- _What you need to do_: Put every line of the listing below into a numbered list, leaving out blank lines.

(Excerpts from point annotation data)
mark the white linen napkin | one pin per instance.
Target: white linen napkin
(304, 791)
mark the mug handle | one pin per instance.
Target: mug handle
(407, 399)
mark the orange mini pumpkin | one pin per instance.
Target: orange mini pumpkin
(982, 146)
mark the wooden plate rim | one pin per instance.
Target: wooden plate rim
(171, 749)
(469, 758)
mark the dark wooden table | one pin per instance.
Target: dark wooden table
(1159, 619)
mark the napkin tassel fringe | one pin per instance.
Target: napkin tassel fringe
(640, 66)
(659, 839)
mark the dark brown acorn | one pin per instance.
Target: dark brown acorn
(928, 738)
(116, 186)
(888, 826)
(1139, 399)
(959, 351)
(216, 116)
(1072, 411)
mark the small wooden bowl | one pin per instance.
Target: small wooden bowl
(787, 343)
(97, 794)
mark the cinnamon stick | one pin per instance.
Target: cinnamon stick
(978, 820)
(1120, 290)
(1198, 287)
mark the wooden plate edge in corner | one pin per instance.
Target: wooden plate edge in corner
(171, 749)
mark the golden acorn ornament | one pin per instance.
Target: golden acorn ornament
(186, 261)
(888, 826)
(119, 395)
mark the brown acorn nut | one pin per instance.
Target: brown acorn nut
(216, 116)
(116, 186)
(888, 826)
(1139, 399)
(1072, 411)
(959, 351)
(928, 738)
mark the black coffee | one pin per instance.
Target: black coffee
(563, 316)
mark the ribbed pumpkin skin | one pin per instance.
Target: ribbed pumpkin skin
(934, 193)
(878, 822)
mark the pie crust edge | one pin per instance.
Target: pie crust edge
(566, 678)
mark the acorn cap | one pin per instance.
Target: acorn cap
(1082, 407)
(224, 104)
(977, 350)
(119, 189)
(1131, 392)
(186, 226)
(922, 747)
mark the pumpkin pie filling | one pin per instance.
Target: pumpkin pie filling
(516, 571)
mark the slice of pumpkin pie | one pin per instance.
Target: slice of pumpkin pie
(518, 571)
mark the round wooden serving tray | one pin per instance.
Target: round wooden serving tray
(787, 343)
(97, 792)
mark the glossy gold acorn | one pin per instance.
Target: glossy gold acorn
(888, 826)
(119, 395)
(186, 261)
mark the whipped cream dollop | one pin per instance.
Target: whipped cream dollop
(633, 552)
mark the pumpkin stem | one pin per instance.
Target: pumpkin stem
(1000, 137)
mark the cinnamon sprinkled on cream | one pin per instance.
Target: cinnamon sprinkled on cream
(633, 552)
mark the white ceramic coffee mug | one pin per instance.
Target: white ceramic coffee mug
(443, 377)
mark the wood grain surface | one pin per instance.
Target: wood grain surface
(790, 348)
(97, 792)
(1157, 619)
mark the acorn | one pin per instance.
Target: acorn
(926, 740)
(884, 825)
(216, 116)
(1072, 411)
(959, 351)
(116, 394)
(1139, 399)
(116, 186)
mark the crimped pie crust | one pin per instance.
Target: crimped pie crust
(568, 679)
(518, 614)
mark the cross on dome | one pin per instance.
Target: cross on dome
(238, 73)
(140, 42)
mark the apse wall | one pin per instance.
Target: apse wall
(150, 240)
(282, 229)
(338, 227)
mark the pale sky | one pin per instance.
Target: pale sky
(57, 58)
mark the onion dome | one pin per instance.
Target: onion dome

- _Task result_:
1. mark the white linen napkin | one pin per instance.
2. Target: white linen napkin
3. (304, 791)
4. mark the mug handle | one pin per instance.
5. Target: mug handle
6. (407, 399)
7. mark the orange mini pumpkin | one pin per instance.
8. Target: orange mini pumpkin
9. (982, 146)
10. mark the wooden plate rim | one pin per instance.
11. Target: wooden plate rim
12. (171, 749)
13. (469, 758)
14. mark the dark wooden table | one pin per instance.
15. Target: dark wooden table
16. (1159, 619)
17. mark the napkin tassel fringe | one pin per instance.
18. Target: napkin tassel fringe
19. (640, 66)
20. (659, 839)
21. mark the dark brown acorn | one pin per instance.
22. Target: dark brown acorn
23. (928, 738)
24. (116, 186)
25. (888, 826)
26. (1139, 399)
27. (959, 351)
28. (216, 116)
29. (1072, 411)
30. mark the small wooden bowl | one pin per instance.
31. Target: small wooden bowl
32. (787, 343)
33. (97, 794)
34. mark the cinnamon stick | one pin per instance.
35. Target: cinnamon stick
36. (978, 820)
37. (1120, 290)
38. (1198, 287)
39. mark the wooden plate edge in corner | one pin per instance.
40. Target: wooden plate edge in corner
41. (171, 749)
42. mark the golden acorn ornament | one pin per instance.
43. Target: golden acorn ornament
44. (186, 261)
45. (888, 826)
46. (119, 395)
47. mark the brown acorn nut | one pin per instance.
48. Target: brown acorn nut
49. (216, 116)
50. (116, 186)
51. (888, 826)
52. (1139, 399)
53. (1072, 411)
54. (959, 351)
55. (928, 738)
56. mark the black coffee | one pin per instance.
57. Target: black coffee
58. (563, 316)
59. mark the ribbed pumpkin skin | one pin per instance.
60. Target: ribbed pumpkin skin
61. (934, 193)
62. (878, 822)
63. mark the pie crust edge | one pin per instance.
64. Target: pie crust edge
65. (566, 678)
66. mark the acorn cap | one pin per instance.
67. Target: acorn cap
68. (1082, 407)
69. (224, 104)
70. (977, 350)
71. (119, 189)
72. (1131, 392)
73. (186, 226)
74. (922, 747)
75. mark the pumpkin pie filling | one pin per instance.
76. Target: pumpkin pie filling
77. (516, 571)
78. mark the slice of pumpkin pie | one pin per instance.
79. Target: slice of pumpkin pie
80. (518, 571)
81. mark the round wooden serving tray | one pin per instance.
82. Target: round wooden serving tray
83. (787, 343)
84. (97, 792)
85. mark the glossy gold acorn | one pin per instance.
86. Target: glossy gold acorn
87. (888, 826)
88. (119, 395)
89. (186, 261)
90. mark the whipped cream dollop | one pin per instance.
91. Target: whipped cream dollop
92. (633, 552)
93. mark the pumpkin stem | one pin per instance.
94. Target: pumpkin stem
95. (1000, 137)
96. mark the cinnamon sprinkled on cream | one pin per instance.
97. Target: cinnamon sprinkled on cream
98. (633, 552)
99. mark the white ceramic coffee mug | one pin per instance.
100. Target: white ceramic coffee mug
101. (443, 377)
102. mark the wood grain surface | one pin per instance.
103. Target: wood grain surface
104. (790, 348)
105. (97, 792)
106. (1157, 619)
107. mark the acorn | one pin per instance.
108. Target: acorn
109. (926, 740)
110. (884, 825)
111. (216, 116)
112. (1072, 411)
113. (959, 351)
114. (116, 394)
115. (1139, 399)
116. (116, 186)
117. mark the crimped pie crust | one pin per instance.
118. Target: crimped pie crust
119. (568, 679)
120. (518, 614)
121. mark the cross on dome | one pin per instance.
122. Target: cross on dome
123. (238, 73)
124. (140, 42)
125. mark the apse wall | one pin per instance.
126. Target: apse wall
127. (150, 240)
128. (282, 229)
129. (338, 227)
130. mark the pale sky | one pin per instance.
131. Target: pale sky
132. (57, 58)
133. mark the onion dome | one pin per instance.
134. Target: onion dome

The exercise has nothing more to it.